Records of labeled boxes
────────

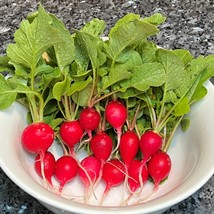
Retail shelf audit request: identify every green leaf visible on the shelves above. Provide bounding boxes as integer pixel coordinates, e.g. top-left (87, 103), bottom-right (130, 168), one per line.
top-left (115, 49), bottom-right (142, 70)
top-left (122, 62), bottom-right (166, 91)
top-left (67, 77), bottom-right (92, 96)
top-left (36, 64), bottom-right (61, 91)
top-left (76, 31), bottom-right (103, 69)
top-left (7, 7), bottom-right (62, 68)
top-left (74, 37), bottom-right (89, 72)
top-left (136, 41), bottom-right (158, 63)
top-left (104, 16), bottom-right (158, 62)
top-left (0, 56), bottom-right (14, 72)
top-left (53, 75), bottom-right (71, 101)
top-left (81, 18), bottom-right (106, 37)
top-left (50, 15), bottom-right (75, 71)
top-left (156, 49), bottom-right (185, 91)
top-left (0, 74), bottom-right (17, 109)
top-left (181, 118), bottom-right (190, 132)
top-left (72, 84), bottom-right (92, 107)
top-left (173, 97), bottom-right (190, 117)
top-left (102, 67), bottom-right (132, 89)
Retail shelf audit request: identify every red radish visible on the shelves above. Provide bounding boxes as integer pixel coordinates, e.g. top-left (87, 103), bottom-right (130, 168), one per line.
top-left (21, 122), bottom-right (54, 155)
top-left (140, 131), bottom-right (162, 165)
top-left (79, 156), bottom-right (101, 188)
top-left (90, 131), bottom-right (113, 162)
top-left (119, 131), bottom-right (139, 167)
top-left (121, 160), bottom-right (149, 205)
top-left (34, 152), bottom-right (55, 186)
top-left (105, 100), bottom-right (127, 153)
top-left (78, 155), bottom-right (101, 203)
top-left (79, 107), bottom-right (101, 140)
top-left (59, 120), bottom-right (84, 153)
top-left (148, 151), bottom-right (172, 191)
top-left (128, 160), bottom-right (149, 193)
top-left (100, 159), bottom-right (125, 204)
top-left (54, 155), bottom-right (79, 193)
top-left (90, 131), bottom-right (113, 189)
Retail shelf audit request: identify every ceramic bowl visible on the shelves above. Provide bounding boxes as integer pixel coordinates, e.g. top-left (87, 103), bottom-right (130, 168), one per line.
top-left (0, 82), bottom-right (214, 214)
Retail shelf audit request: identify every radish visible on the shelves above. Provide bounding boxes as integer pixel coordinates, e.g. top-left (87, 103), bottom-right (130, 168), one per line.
top-left (119, 131), bottom-right (139, 167)
top-left (148, 151), bottom-right (172, 191)
top-left (21, 122), bottom-right (54, 157)
top-left (121, 160), bottom-right (149, 205)
top-left (90, 130), bottom-right (113, 189)
top-left (78, 155), bottom-right (101, 203)
top-left (90, 131), bottom-right (113, 162)
top-left (59, 120), bottom-right (84, 154)
top-left (105, 100), bottom-right (128, 153)
top-left (100, 159), bottom-right (125, 204)
top-left (54, 155), bottom-right (79, 193)
top-left (79, 107), bottom-right (101, 141)
top-left (34, 152), bottom-right (55, 186)
top-left (140, 131), bottom-right (162, 165)
top-left (128, 160), bottom-right (149, 193)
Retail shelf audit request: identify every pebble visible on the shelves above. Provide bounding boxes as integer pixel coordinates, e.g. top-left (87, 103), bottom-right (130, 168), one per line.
top-left (0, 0), bottom-right (214, 214)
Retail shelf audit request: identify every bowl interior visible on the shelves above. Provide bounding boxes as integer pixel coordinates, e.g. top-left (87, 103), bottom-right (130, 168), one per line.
top-left (0, 82), bottom-right (214, 213)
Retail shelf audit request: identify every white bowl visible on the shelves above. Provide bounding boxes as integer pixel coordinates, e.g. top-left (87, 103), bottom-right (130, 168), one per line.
top-left (0, 82), bottom-right (214, 214)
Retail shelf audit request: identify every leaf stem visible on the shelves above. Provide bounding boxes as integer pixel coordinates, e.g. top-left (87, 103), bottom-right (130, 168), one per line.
top-left (88, 67), bottom-right (96, 107)
top-left (163, 115), bottom-right (184, 152)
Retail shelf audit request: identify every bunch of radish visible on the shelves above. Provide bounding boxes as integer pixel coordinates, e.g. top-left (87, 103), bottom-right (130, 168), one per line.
top-left (0, 5), bottom-right (214, 205)
top-left (22, 100), bottom-right (171, 205)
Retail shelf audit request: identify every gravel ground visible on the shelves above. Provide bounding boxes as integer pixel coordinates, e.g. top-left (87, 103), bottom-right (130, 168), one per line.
top-left (0, 0), bottom-right (214, 214)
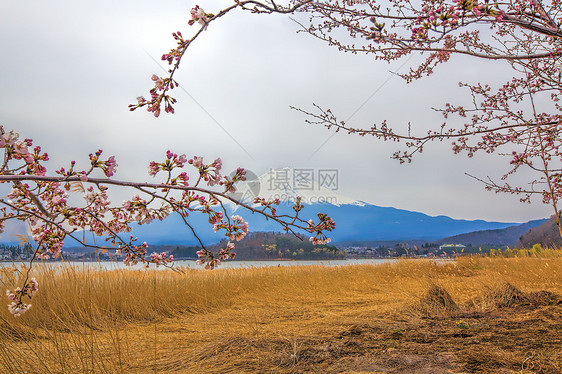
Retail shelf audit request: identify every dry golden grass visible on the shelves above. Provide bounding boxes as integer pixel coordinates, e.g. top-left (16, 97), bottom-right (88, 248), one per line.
top-left (0, 258), bottom-right (562, 373)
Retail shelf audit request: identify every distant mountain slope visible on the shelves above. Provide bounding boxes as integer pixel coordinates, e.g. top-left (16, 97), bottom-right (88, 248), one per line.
top-left (516, 218), bottom-right (562, 248)
top-left (434, 219), bottom-right (547, 247)
top-left (112, 199), bottom-right (515, 245)
top-left (2, 169), bottom-right (518, 246)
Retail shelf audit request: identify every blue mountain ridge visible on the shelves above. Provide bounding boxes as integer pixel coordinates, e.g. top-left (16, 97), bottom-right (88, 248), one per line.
top-left (0, 202), bottom-right (519, 247)
top-left (120, 203), bottom-right (519, 245)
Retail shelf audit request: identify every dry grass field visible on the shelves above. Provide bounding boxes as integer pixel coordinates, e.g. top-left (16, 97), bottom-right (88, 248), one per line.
top-left (0, 257), bottom-right (562, 373)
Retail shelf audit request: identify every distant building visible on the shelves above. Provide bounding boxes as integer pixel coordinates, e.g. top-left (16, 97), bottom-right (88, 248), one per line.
top-left (439, 244), bottom-right (466, 252)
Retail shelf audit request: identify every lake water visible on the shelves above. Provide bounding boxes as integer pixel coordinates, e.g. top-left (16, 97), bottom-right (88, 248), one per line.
top-left (0, 259), bottom-right (406, 269)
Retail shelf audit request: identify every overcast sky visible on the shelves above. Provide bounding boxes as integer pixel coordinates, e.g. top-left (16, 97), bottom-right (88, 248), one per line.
top-left (0, 0), bottom-right (551, 222)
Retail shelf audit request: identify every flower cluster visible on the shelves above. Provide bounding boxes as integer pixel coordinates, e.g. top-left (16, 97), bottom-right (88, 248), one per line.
top-left (187, 5), bottom-right (213, 28)
top-left (6, 278), bottom-right (39, 317)
top-left (0, 127), bottom-right (332, 315)
top-left (307, 213), bottom-right (336, 245)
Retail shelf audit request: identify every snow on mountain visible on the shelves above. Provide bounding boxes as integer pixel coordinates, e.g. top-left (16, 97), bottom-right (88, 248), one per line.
top-left (3, 168), bottom-right (517, 246)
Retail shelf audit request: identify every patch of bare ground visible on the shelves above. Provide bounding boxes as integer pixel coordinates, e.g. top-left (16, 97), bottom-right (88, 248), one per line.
top-left (191, 284), bottom-right (562, 374)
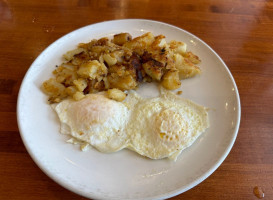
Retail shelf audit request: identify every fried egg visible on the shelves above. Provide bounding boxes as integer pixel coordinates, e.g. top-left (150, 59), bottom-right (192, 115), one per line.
top-left (126, 89), bottom-right (209, 160)
top-left (55, 93), bottom-right (129, 153)
top-left (52, 88), bottom-right (209, 160)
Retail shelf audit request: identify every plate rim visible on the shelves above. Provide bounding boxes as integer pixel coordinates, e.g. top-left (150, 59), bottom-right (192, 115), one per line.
top-left (16, 18), bottom-right (241, 200)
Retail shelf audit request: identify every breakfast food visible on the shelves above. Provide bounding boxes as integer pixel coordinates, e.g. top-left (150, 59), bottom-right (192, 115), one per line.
top-left (42, 32), bottom-right (209, 160)
top-left (54, 89), bottom-right (209, 160)
top-left (42, 32), bottom-right (201, 103)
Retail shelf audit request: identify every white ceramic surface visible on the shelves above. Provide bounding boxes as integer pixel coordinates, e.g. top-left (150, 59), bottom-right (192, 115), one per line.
top-left (17, 19), bottom-right (241, 199)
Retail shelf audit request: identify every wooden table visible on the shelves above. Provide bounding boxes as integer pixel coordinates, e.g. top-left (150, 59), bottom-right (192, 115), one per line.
top-left (0, 0), bottom-right (273, 200)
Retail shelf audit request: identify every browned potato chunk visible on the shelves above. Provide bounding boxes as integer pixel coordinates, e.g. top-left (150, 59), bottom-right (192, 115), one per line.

────────

▸ TASK: Copy the items from the line with "Retail shelf audit request: identify every patch" up to and including the line with "top-left (0, 0), bottom-right (273, 200)", swapping "fried egg" for "boiled egg" and keeping everything else the same. Leave the pictures out of your answer.

▸ EXERCISE RESULT:
Retail shelf audit request: identify every patch of bare ground visible on the shelves above. Provide bounding boxes as integer pixel coordinates, e.g. top-left (16, 97), bottom-right (88, 248), one per line.
top-left (191, 284), bottom-right (562, 374)
Retail shelf audit request: identify every boiled egg visible on the shelves above. Provide bounding boxes as integer pixel coordinates, e.g. top-left (150, 59), bottom-right (192, 115), one per line.
top-left (126, 89), bottom-right (209, 160)
top-left (55, 93), bottom-right (129, 153)
top-left (52, 88), bottom-right (209, 160)
Retail shelf audit request: identify every plate rim visible on the shelves above. Provide bounding boxes as integer pixel coordinates, e.g. top-left (150, 59), bottom-right (192, 115), one per line.
top-left (16, 18), bottom-right (241, 200)
Retail shelf audit request: identify every breakfast food visible on the shelves above. Provide bounding boxes as integer pixel coordinates, e.g. top-left (150, 59), bottom-right (192, 115), one per line.
top-left (42, 32), bottom-right (209, 160)
top-left (54, 89), bottom-right (209, 160)
top-left (42, 32), bottom-right (201, 103)
Retail shelf audit request: identify every white ceramic surface visible on the shelves above. Provide bounding boxes as integer pixel coordinates, e.g. top-left (150, 59), bottom-right (192, 115), one per line.
top-left (17, 19), bottom-right (241, 199)
Retail shelf audit request: identify every wooden table visible on the shelves above. Provide bounding boxes as integer pixel coordinates, e.g. top-left (150, 59), bottom-right (192, 115), one per line.
top-left (0, 0), bottom-right (273, 200)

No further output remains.